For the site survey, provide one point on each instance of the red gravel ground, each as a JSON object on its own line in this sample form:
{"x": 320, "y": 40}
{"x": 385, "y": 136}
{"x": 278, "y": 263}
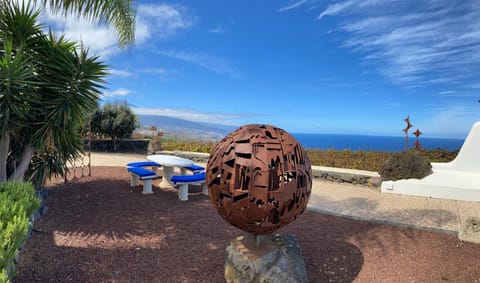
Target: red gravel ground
{"x": 99, "y": 229}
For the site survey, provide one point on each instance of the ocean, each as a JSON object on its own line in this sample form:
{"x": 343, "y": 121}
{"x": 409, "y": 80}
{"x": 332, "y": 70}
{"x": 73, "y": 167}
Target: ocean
{"x": 373, "y": 143}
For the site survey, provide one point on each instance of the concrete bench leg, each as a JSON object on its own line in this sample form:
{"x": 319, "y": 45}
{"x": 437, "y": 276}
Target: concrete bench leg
{"x": 147, "y": 186}
{"x": 183, "y": 191}
{"x": 135, "y": 180}
{"x": 205, "y": 189}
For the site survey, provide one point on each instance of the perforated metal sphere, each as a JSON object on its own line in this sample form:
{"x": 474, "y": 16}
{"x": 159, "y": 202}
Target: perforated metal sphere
{"x": 259, "y": 178}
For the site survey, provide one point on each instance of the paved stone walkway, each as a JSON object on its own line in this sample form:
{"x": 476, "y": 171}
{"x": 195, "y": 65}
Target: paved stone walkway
{"x": 365, "y": 203}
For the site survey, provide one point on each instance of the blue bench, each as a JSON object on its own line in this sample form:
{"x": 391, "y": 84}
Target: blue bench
{"x": 142, "y": 164}
{"x": 152, "y": 164}
{"x": 184, "y": 180}
{"x": 194, "y": 168}
{"x": 139, "y": 173}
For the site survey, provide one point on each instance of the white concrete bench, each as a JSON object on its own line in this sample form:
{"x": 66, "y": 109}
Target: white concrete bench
{"x": 139, "y": 173}
{"x": 458, "y": 179}
{"x": 152, "y": 164}
{"x": 182, "y": 181}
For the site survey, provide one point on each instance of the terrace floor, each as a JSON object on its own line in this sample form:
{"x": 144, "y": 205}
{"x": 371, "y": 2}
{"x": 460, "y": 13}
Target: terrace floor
{"x": 99, "y": 229}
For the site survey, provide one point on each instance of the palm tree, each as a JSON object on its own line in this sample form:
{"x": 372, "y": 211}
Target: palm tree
{"x": 119, "y": 13}
{"x": 47, "y": 88}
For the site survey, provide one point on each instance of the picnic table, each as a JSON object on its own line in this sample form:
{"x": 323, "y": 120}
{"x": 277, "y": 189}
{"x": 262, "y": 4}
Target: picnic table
{"x": 168, "y": 163}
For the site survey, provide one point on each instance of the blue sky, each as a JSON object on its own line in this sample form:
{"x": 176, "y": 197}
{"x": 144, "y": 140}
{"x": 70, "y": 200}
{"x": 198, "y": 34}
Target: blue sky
{"x": 313, "y": 66}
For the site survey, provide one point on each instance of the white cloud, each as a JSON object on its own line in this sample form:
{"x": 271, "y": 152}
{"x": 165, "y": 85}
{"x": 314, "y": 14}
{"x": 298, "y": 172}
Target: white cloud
{"x": 292, "y": 6}
{"x": 162, "y": 21}
{"x": 120, "y": 73}
{"x": 414, "y": 43}
{"x": 118, "y": 92}
{"x": 155, "y": 21}
{"x": 453, "y": 121}
{"x": 158, "y": 71}
{"x": 215, "y": 64}
{"x": 189, "y": 114}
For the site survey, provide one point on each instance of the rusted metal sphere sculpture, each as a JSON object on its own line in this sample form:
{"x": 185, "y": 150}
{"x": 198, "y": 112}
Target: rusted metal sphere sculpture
{"x": 259, "y": 178}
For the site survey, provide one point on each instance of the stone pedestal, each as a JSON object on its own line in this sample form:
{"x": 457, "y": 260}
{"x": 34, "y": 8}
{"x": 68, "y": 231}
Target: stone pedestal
{"x": 267, "y": 258}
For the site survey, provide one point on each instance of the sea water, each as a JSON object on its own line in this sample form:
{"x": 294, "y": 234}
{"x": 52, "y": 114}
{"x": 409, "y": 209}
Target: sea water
{"x": 373, "y": 143}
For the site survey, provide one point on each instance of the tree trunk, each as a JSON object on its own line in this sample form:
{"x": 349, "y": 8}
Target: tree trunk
{"x": 19, "y": 174}
{"x": 4, "y": 147}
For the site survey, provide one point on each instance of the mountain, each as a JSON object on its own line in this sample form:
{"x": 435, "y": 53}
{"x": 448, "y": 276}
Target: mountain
{"x": 184, "y": 129}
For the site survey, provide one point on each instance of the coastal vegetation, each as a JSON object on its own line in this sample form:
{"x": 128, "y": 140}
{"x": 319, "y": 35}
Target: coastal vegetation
{"x": 361, "y": 160}
{"x": 115, "y": 121}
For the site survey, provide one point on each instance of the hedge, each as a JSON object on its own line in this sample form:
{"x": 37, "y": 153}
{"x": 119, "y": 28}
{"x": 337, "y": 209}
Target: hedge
{"x": 17, "y": 203}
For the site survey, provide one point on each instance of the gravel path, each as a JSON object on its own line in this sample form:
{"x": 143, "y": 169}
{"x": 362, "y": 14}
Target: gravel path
{"x": 98, "y": 229}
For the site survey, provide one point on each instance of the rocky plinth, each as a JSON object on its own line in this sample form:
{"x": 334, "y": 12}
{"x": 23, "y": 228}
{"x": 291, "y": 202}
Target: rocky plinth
{"x": 267, "y": 258}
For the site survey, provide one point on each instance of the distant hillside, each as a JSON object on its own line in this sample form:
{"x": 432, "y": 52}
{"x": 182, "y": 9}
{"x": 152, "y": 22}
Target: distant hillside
{"x": 179, "y": 128}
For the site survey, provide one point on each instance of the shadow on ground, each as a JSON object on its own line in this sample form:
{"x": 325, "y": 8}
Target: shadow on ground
{"x": 100, "y": 229}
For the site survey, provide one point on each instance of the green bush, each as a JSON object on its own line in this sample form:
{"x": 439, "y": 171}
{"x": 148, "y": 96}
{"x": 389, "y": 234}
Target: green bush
{"x": 405, "y": 165}
{"x": 17, "y": 203}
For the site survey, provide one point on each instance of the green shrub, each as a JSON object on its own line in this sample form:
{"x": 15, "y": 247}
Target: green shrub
{"x": 405, "y": 165}
{"x": 17, "y": 203}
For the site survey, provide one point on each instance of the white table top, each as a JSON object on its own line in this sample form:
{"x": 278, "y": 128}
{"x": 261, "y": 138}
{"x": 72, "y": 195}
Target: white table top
{"x": 170, "y": 160}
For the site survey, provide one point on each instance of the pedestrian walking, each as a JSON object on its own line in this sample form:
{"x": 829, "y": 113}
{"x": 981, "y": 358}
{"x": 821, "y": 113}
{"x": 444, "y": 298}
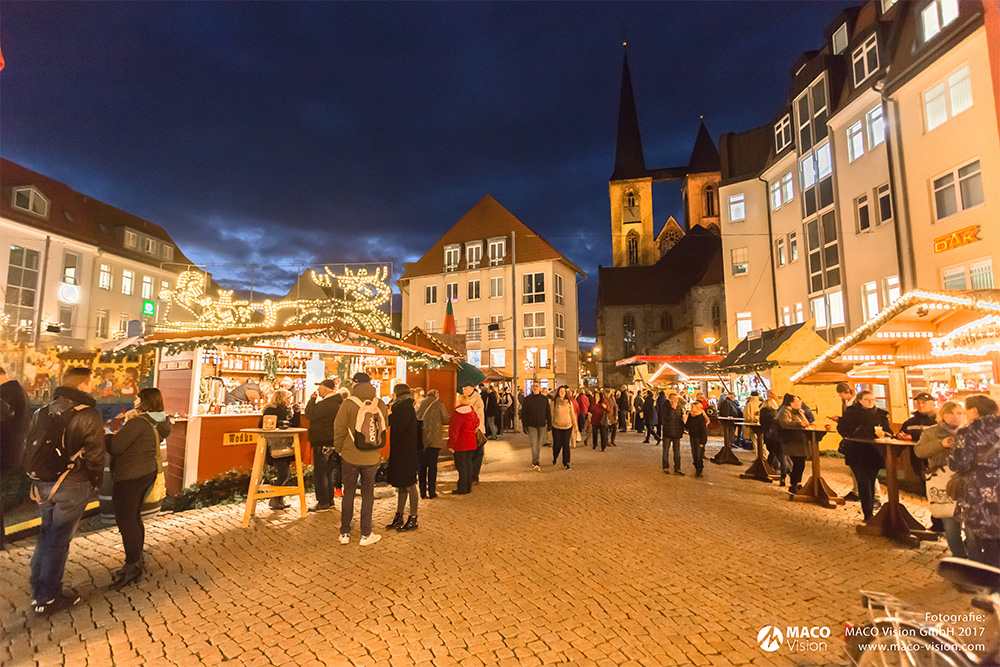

-=-=-

Reproduce the material exactly; keep pictures out.

■ Problem solution ■
For the site survey, provide one point on each instance of the red gravel ground, each as a JSON object on its own line in this sample form:
{"x": 320, "y": 40}
{"x": 385, "y": 136}
{"x": 278, "y": 263}
Target: red gravel ground
{"x": 99, "y": 229}
For the site survey, provide one point on each instance of the ocean, each as a JSON object on its own line in this sample form:
{"x": 343, "y": 121}
{"x": 409, "y": 80}
{"x": 332, "y": 70}
{"x": 73, "y": 167}
Target: ocean
{"x": 373, "y": 143}
For the site survey, provide one point on each instance of the concrete bench leg, each as a JSON object on its own line in this sample form:
{"x": 319, "y": 45}
{"x": 437, "y": 276}
Target: concrete bench leg
{"x": 147, "y": 186}
{"x": 183, "y": 191}
{"x": 135, "y": 180}
{"x": 205, "y": 189}
For the site survey, provide one point on each instance of the perforated metal sphere, each as a JSON object on its own line in this sample form:
{"x": 474, "y": 16}
{"x": 159, "y": 202}
Target: perforated metal sphere
{"x": 259, "y": 178}
For the site survey, provide one point on each instance of the paved stone walkway, each as a JSON object on its own line in this sample form:
{"x": 476, "y": 171}
{"x": 195, "y": 65}
Target: paved stone walkway
{"x": 365, "y": 203}
For the site survey, provide one point on each instance of the blue bench, each as a JSON object on its own line in this sample form:
{"x": 391, "y": 84}
Target: blue bench
{"x": 142, "y": 164}
{"x": 152, "y": 164}
{"x": 184, "y": 180}
{"x": 194, "y": 168}
{"x": 139, "y": 173}
For the site survey, provide one point on each instance of the white concrete bench, each as a JSON object on its own line in this sample form:
{"x": 66, "y": 109}
Target: white concrete bench
{"x": 139, "y": 173}
{"x": 458, "y": 179}
{"x": 152, "y": 164}
{"x": 182, "y": 181}
For the site survey, provide one point on each instance of the terrace floor, each as a JSON object on its own line in this sample form:
{"x": 144, "y": 205}
{"x": 371, "y": 2}
{"x": 460, "y": 13}
Target: terrace floor
{"x": 99, "y": 229}
For the site survey, provide one point on each instance of the palm tree, each as a JSON object on its own line in this sample form:
{"x": 372, "y": 211}
Target: palm tree
{"x": 119, "y": 13}
{"x": 47, "y": 88}
For the site survey, provide one point on each instance of the picnic table, each as a JSON object on its own line in this sample form:
{"x": 323, "y": 120}
{"x": 277, "y": 189}
{"x": 262, "y": 4}
Target: picnic table
{"x": 168, "y": 163}
For the site survey, provide one point on each instance of the blue sky, each as a JSON object on its own line in this sample form:
{"x": 176, "y": 197}
{"x": 144, "y": 140}
{"x": 70, "y": 200}
{"x": 198, "y": 34}
Target: blue sky
{"x": 313, "y": 66}
For the site survey, provide one point on each instance of the white cloud, each as a JSON object on its own line in this sample form:
{"x": 271, "y": 152}
{"x": 165, "y": 85}
{"x": 314, "y": 14}
{"x": 298, "y": 172}
Target: white cloud
{"x": 292, "y": 6}
{"x": 162, "y": 21}
{"x": 120, "y": 73}
{"x": 414, "y": 43}
{"x": 118, "y": 92}
{"x": 155, "y": 21}
{"x": 453, "y": 121}
{"x": 158, "y": 71}
{"x": 215, "y": 64}
{"x": 189, "y": 114}
For the site survey, provide one point on each instance of the rusted metal sphere sculpture, each as a JSON object on its own line in this sample form:
{"x": 185, "y": 150}
{"x": 198, "y": 112}
Target: rusted metal sphere sculpture
{"x": 259, "y": 178}
For the site survey, provide one point on each instance of the stone pedestal, each as a JSON object on its own line in this sample form:
{"x": 457, "y": 260}
{"x": 34, "y": 8}
{"x": 68, "y": 231}
Target: stone pedestal
{"x": 267, "y": 258}
For the site survey, provide one point on each instance of the sea water, each as a JSON object on its own line in this sample form:
{"x": 294, "y": 234}
{"x": 52, "y": 114}
{"x": 409, "y": 209}
Target: sea water
{"x": 373, "y": 143}
For the site survey, provide one point on each instance of the tree trunk, each as a JSON object on its own line in this sample form:
{"x": 349, "y": 8}
Target: tree trunk
{"x": 19, "y": 174}
{"x": 4, "y": 147}
For the site survey, provide one point on each instance of the mountain, each as a JSON object on its own line in this sample form:
{"x": 435, "y": 53}
{"x": 448, "y": 276}
Target: mountain
{"x": 184, "y": 129}
For the site survey, provide one point on each instance of the coastal vegetation, each as a JSON object on its own line in this sample form:
{"x": 128, "y": 140}
{"x": 319, "y": 35}
Target: coastal vegetation
{"x": 361, "y": 160}
{"x": 115, "y": 121}
For the site survey, provide one point on each instance of the hedge, each as a JSON object on its own line in this sample form:
{"x": 37, "y": 153}
{"x": 119, "y": 28}
{"x": 337, "y": 209}
Target: hedge
{"x": 17, "y": 203}
For the site survey, provide one point on each instance of the gravel path, each as a JSON object on its own line in this sample form:
{"x": 143, "y": 169}
{"x": 362, "y": 14}
Target: gravel path
{"x": 98, "y": 229}
For the site survey, provide one point on each instance of the rocky plinth, each as a JSON object on its own line in this sample form:
{"x": 334, "y": 12}
{"x": 23, "y": 228}
{"x": 291, "y": 202}
Target: rocky plinth
{"x": 267, "y": 258}
For the site survey, provide one point on each instance of the distant hillside, each as a JSON object on its own line in this sample form:
{"x": 432, "y": 52}
{"x": 182, "y": 9}
{"x": 152, "y": 22}
Target: distant hillside
{"x": 179, "y": 128}
For the site survey, provide one point on each instance of the shadow on ground, each as a JSON object on its own line in this sample form:
{"x": 325, "y": 8}
Target: shadow on ground
{"x": 100, "y": 229}
For the site survey, provide one point on each instance of the green bush, each as a JSON object on its own line in this sample form:
{"x": 439, "y": 171}
{"x": 148, "y": 96}
{"x": 389, "y": 234}
Target: green bush
{"x": 405, "y": 165}
{"x": 17, "y": 203}
For the site survey, provide one point on each instance of the green shrub, each as a JSON object on its own line in this sample form:
{"x": 15, "y": 247}
Target: green shrub
{"x": 405, "y": 165}
{"x": 17, "y": 203}
For the site survey, provide one point on each instance of the white table top, each as a JSON object on its own line in this sample form:
{"x": 278, "y": 128}
{"x": 261, "y": 138}
{"x": 72, "y": 195}
Target: white table top
{"x": 170, "y": 160}
For the site survey, provide one point on each instance of the pedestrian walking, each as a JSON object on its own line in this sample form:
{"x": 829, "y": 113}
{"x": 981, "y": 358}
{"x": 821, "y": 113}
{"x": 444, "y": 298}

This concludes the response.